(Outline labeling items)
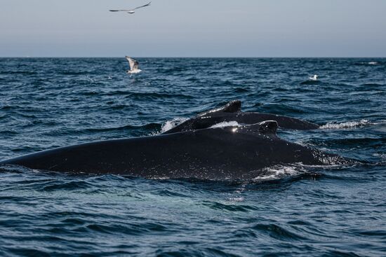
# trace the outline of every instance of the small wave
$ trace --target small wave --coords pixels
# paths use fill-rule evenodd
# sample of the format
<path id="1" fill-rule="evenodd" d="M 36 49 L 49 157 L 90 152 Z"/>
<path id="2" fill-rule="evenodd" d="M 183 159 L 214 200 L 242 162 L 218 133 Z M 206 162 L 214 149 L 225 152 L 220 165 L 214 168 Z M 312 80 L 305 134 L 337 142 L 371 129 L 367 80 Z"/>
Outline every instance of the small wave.
<path id="1" fill-rule="evenodd" d="M 373 66 L 373 65 L 379 65 L 379 64 L 380 64 L 380 63 L 379 62 L 370 61 L 370 62 L 356 62 L 354 64 L 355 65 L 363 65 L 363 66 Z"/>
<path id="2" fill-rule="evenodd" d="M 161 128 L 161 133 L 164 133 L 168 130 L 170 130 L 174 127 L 181 124 L 183 122 L 187 121 L 187 120 L 189 119 L 187 118 L 177 117 L 171 120 L 168 120 L 165 123 L 165 124 L 162 125 L 162 127 Z"/>
<path id="3" fill-rule="evenodd" d="M 328 123 L 320 126 L 319 128 L 322 130 L 339 130 L 361 127 L 369 124 L 371 123 L 368 120 L 361 120 L 359 121 L 347 121 L 341 123 Z"/>

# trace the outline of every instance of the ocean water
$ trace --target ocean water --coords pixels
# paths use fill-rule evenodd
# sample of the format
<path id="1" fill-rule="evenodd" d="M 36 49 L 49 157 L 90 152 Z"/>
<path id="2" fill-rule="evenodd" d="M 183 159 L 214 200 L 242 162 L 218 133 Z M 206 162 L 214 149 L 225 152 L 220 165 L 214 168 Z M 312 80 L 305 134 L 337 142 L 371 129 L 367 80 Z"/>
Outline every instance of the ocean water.
<path id="1" fill-rule="evenodd" d="M 2 167 L 0 256 L 386 255 L 386 59 L 138 60 L 130 77 L 124 58 L 1 58 L 0 160 L 157 134 L 240 99 L 322 125 L 279 137 L 364 163 L 253 181 Z"/>

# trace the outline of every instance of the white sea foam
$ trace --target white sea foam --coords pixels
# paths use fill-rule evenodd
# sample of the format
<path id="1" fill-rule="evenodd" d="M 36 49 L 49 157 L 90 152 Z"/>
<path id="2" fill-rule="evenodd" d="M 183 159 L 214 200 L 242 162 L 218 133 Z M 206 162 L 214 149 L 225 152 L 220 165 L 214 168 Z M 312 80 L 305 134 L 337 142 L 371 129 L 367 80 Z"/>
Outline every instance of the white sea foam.
<path id="1" fill-rule="evenodd" d="M 304 168 L 300 165 L 275 165 L 262 169 L 262 174 L 256 176 L 253 180 L 279 179 L 288 176 L 296 176 L 304 173 Z"/>
<path id="2" fill-rule="evenodd" d="M 175 118 L 171 120 L 168 120 L 162 125 L 162 128 L 161 129 L 161 133 L 164 133 L 168 130 L 171 130 L 174 127 L 181 124 L 182 123 L 189 120 L 186 118 Z"/>
<path id="3" fill-rule="evenodd" d="M 364 126 L 368 124 L 370 124 L 370 122 L 368 120 L 361 120 L 359 121 L 347 121 L 341 123 L 328 123 L 319 128 L 322 130 L 339 130 Z"/>
<path id="4" fill-rule="evenodd" d="M 228 201 L 229 202 L 244 202 L 245 200 L 244 197 L 229 197 Z"/>
<path id="5" fill-rule="evenodd" d="M 236 126 L 239 126 L 239 123 L 237 121 L 224 121 L 224 122 L 213 125 L 213 126 L 211 127 L 211 128 L 236 127 Z"/>

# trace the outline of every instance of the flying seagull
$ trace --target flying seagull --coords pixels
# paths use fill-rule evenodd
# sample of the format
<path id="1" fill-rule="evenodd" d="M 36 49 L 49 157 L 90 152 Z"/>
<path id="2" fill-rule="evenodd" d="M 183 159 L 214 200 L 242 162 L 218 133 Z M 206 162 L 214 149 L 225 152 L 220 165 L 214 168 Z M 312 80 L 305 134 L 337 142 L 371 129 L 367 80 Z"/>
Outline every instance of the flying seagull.
<path id="1" fill-rule="evenodd" d="M 126 60 L 128 62 L 128 65 L 130 66 L 130 69 L 128 69 L 126 71 L 126 73 L 128 74 L 130 74 L 130 76 L 131 76 L 131 74 L 140 73 L 142 71 L 142 70 L 138 69 L 138 62 L 131 57 L 129 57 L 128 56 L 126 56 Z"/>
<path id="2" fill-rule="evenodd" d="M 138 9 L 140 8 L 149 6 L 152 4 L 152 2 L 149 2 L 148 4 L 146 4 L 145 6 L 141 6 L 138 7 L 135 7 L 133 9 L 128 9 L 128 10 L 109 10 L 110 12 L 127 12 L 127 13 L 133 14 L 135 13 L 134 10 Z"/>

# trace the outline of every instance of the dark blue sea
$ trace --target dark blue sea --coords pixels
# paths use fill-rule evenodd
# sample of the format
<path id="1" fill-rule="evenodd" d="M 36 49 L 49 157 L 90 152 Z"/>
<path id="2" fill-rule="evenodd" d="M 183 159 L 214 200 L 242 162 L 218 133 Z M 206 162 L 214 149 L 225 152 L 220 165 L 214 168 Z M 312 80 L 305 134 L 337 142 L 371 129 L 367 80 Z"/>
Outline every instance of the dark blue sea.
<path id="1" fill-rule="evenodd" d="M 0 160 L 155 135 L 233 99 L 359 160 L 253 181 L 0 169 L 1 256 L 386 256 L 386 59 L 1 58 Z M 319 76 L 317 81 L 309 77 Z"/>

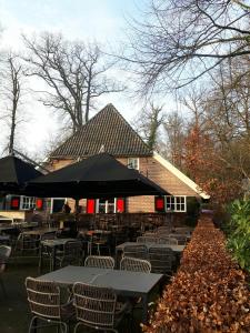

§ **EXERCISE DESCRIPTION**:
Edit the items from the line containing "# trace the outline of every instance of the white" through the line containing "304 168 L 300", replacing "white sea foam" with "breaking surf" and keeping everything else unchanged. Return only those lines.

§ **CORRECT OUTPUT**:
# trace the outline of every instance of the breaking surf
$ trace --target breaking surf --coords pixels
# paths use fill-rule evenodd
# sample of the format
<path id="1" fill-rule="evenodd" d="M 36 49 L 49 157 L 90 152 Z"/>
<path id="2" fill-rule="evenodd" d="M 183 159 L 214 200 L 242 162 L 218 133 Z M 206 162 L 214 149 L 225 152 L 220 165 L 214 168 Z M 312 80 L 305 134 L 337 142 L 371 129 L 367 80 Z"/>
Outline every instance of the breaking surf.
<path id="1" fill-rule="evenodd" d="M 304 168 L 300 165 L 275 165 L 262 169 L 262 174 L 256 176 L 253 180 L 279 179 L 288 176 L 296 176 L 304 173 Z"/>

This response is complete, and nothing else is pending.